* What you have to do *
Count the lines of the items below that contain the word "blue". Give only the number.

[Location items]
####################

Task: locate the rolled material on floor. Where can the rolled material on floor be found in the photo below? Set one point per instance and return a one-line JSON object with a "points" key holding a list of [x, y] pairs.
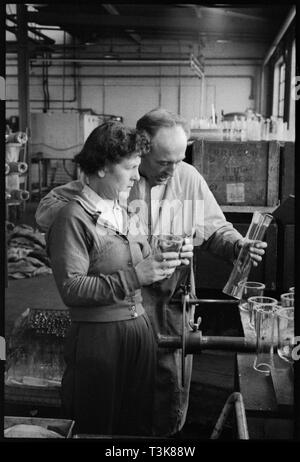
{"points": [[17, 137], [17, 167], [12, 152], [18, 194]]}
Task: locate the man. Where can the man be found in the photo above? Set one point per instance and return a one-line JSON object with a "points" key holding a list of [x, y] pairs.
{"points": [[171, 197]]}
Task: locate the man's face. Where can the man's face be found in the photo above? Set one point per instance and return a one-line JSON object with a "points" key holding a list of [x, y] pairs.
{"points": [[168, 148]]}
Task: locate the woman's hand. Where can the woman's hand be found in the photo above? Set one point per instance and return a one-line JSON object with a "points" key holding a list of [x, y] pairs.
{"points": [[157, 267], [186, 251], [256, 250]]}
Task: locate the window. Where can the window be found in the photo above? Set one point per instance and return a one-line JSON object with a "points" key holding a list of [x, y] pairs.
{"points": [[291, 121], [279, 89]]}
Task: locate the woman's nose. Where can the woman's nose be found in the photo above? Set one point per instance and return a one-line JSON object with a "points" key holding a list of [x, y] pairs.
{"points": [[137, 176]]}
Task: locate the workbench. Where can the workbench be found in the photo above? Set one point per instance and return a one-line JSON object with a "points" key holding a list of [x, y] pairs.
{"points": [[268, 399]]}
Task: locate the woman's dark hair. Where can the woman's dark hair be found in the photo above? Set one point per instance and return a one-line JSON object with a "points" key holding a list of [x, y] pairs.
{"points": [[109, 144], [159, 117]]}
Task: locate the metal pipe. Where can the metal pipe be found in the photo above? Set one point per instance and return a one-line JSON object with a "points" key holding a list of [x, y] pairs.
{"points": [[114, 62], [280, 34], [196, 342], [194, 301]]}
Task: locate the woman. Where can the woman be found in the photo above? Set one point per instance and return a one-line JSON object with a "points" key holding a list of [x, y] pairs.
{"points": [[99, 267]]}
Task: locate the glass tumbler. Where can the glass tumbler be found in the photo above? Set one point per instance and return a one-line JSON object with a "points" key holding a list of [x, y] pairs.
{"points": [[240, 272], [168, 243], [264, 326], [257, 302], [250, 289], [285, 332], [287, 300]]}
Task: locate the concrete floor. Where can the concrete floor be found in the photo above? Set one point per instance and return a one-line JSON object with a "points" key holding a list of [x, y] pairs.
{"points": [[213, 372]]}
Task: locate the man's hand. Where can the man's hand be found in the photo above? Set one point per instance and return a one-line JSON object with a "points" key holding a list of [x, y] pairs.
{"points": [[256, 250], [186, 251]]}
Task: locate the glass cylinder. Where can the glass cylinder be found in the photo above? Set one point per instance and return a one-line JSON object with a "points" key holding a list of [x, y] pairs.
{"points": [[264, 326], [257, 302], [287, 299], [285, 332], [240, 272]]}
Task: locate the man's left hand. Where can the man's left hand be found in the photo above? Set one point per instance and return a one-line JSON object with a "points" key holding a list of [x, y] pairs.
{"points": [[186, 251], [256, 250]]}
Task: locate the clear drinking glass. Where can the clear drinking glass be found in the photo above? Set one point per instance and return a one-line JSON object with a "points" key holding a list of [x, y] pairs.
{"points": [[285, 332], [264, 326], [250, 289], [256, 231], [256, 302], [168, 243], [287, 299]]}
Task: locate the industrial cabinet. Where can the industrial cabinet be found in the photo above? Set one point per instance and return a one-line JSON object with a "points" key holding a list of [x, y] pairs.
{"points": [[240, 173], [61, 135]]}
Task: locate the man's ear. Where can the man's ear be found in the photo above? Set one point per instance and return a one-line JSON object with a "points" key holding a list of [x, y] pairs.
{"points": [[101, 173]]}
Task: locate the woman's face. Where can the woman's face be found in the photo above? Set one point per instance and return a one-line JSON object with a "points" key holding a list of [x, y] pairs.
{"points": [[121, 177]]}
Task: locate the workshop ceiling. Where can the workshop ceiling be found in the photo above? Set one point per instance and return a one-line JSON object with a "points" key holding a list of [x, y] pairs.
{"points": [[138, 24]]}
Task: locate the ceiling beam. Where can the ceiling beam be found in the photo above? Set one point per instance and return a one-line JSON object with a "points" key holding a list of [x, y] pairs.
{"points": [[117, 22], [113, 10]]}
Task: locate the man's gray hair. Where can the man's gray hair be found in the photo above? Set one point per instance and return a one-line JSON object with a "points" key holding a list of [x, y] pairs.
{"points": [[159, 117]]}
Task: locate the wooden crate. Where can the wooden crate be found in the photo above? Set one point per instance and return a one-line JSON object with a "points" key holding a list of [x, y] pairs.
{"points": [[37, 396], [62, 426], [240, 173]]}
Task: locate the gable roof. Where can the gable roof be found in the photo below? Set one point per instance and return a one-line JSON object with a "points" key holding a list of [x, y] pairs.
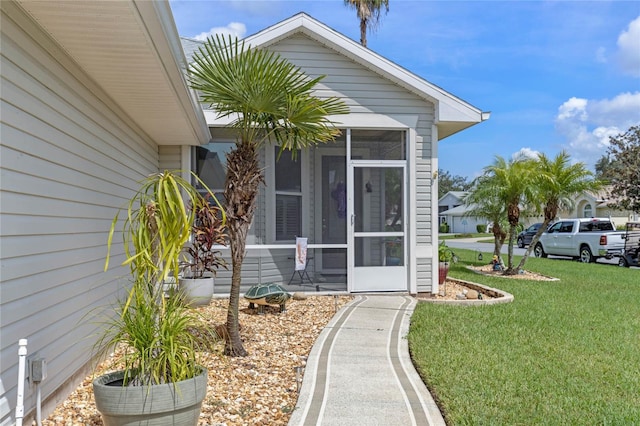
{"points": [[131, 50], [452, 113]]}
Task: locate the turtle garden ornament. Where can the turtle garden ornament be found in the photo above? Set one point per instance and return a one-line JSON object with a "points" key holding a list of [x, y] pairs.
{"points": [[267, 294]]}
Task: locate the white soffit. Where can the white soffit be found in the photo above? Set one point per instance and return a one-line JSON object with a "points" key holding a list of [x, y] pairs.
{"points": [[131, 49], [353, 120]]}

####################

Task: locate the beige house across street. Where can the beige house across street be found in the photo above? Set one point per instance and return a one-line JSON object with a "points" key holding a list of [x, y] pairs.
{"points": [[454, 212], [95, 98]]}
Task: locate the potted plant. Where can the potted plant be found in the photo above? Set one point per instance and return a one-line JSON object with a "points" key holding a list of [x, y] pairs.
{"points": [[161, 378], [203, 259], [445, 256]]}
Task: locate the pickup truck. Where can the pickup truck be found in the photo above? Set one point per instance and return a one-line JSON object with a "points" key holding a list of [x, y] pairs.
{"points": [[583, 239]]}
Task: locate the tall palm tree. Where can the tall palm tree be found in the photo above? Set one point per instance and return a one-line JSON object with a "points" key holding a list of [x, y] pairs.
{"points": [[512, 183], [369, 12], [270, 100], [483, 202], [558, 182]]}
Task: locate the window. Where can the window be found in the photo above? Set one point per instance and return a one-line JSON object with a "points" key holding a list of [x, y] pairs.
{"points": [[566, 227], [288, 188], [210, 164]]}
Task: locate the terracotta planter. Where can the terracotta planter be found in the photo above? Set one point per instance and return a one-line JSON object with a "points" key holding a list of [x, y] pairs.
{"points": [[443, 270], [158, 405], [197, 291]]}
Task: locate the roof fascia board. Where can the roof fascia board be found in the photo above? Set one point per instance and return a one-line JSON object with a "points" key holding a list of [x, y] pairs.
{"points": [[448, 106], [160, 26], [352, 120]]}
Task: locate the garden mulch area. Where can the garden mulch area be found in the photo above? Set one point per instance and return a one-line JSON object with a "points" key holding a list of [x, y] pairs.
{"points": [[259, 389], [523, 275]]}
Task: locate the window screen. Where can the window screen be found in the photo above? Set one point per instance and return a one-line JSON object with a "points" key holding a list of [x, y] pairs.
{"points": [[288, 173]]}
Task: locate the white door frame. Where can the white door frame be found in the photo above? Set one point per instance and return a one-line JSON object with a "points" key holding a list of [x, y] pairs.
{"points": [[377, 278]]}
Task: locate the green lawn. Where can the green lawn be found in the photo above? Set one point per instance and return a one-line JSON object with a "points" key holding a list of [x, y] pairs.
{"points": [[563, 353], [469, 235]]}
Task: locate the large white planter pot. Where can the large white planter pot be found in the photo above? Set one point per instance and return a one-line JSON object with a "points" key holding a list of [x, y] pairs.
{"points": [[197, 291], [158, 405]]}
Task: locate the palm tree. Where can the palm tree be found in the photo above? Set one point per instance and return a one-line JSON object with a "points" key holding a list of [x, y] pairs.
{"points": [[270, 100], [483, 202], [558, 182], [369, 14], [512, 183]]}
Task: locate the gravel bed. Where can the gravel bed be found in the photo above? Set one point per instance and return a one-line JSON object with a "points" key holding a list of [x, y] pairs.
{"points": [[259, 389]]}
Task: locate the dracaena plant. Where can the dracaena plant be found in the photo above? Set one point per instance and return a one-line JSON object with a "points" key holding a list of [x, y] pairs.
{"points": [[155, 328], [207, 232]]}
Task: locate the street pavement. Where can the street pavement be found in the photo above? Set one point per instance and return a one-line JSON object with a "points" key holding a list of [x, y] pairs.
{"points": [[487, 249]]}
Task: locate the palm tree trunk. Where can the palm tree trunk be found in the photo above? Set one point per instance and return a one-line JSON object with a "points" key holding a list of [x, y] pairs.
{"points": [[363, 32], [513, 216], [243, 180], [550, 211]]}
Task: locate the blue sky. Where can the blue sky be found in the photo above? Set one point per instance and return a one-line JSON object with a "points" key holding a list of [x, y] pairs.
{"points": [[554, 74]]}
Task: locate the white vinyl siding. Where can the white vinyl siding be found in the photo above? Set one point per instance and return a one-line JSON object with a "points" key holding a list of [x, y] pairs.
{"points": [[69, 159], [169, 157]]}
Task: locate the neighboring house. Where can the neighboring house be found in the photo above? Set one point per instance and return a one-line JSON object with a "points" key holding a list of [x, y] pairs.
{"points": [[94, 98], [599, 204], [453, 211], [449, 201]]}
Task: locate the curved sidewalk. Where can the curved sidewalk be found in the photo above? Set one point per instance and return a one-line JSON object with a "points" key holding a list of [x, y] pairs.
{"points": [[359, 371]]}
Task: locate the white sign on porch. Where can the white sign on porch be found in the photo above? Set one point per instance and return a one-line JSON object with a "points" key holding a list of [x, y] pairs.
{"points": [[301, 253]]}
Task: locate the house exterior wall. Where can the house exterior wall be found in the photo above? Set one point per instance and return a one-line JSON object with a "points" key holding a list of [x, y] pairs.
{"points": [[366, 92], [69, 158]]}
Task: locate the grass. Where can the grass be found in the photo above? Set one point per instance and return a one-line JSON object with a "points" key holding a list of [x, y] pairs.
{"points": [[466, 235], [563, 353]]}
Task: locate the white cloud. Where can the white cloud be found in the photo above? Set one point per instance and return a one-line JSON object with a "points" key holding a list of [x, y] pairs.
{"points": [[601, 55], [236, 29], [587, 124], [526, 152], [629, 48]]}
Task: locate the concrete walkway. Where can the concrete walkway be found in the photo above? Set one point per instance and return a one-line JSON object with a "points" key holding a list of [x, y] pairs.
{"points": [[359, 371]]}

####################

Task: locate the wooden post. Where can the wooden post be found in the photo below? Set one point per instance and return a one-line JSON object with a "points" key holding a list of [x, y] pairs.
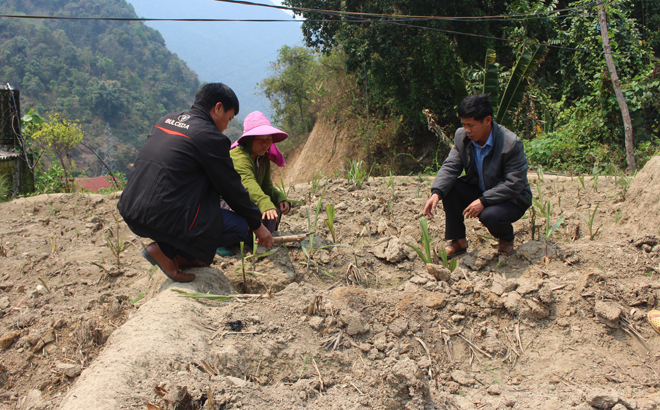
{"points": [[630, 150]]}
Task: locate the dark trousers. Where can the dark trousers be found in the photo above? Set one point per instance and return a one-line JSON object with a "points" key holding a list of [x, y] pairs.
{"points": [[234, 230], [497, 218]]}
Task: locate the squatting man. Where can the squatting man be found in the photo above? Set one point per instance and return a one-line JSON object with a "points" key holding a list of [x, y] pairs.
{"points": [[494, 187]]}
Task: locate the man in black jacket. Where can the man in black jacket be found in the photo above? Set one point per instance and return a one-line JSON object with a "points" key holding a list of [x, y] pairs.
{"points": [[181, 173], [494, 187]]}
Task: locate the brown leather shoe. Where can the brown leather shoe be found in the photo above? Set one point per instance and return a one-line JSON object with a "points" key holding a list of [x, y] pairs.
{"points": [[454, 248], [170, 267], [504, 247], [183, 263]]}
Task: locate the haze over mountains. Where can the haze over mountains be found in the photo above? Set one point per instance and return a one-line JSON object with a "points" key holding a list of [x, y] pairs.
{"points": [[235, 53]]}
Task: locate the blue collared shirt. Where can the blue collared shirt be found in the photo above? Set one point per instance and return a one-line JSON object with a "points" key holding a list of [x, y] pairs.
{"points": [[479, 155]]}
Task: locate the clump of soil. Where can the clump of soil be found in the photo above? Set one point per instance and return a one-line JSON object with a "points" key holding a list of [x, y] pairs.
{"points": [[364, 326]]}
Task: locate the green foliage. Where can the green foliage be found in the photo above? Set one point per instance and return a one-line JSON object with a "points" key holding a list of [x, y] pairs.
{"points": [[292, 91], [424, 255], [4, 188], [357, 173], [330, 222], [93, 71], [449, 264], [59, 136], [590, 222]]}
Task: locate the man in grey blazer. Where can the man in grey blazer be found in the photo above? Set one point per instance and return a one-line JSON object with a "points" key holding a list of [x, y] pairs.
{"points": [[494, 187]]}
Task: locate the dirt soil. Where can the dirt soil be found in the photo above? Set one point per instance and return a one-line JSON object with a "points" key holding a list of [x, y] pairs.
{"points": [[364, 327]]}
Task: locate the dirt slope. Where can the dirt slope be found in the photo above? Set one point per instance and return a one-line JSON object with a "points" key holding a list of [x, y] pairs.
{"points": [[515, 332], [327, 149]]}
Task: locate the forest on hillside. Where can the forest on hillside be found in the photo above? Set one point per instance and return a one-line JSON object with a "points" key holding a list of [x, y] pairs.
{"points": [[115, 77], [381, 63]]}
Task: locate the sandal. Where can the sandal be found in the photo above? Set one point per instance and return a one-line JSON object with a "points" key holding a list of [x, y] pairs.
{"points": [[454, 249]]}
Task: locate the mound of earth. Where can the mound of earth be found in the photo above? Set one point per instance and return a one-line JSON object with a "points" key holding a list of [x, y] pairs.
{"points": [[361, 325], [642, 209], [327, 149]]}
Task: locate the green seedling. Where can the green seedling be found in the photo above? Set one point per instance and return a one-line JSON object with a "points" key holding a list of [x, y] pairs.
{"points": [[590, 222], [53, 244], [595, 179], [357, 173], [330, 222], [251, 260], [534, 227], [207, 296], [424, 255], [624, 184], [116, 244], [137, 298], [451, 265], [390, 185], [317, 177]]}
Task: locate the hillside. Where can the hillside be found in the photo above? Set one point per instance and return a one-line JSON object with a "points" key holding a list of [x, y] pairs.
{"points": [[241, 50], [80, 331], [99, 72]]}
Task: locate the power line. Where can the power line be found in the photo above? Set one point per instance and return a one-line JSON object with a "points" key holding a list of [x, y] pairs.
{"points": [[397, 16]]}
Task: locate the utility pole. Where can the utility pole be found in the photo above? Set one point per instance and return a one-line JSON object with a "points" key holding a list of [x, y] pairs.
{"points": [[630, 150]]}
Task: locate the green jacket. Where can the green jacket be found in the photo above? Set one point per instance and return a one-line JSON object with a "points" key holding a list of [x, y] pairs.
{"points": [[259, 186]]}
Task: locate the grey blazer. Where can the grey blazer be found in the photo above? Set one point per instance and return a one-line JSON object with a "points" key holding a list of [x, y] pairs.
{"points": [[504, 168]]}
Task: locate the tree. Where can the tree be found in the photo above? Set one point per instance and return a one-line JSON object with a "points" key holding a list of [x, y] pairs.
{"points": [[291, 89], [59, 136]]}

####################

* Task output *
2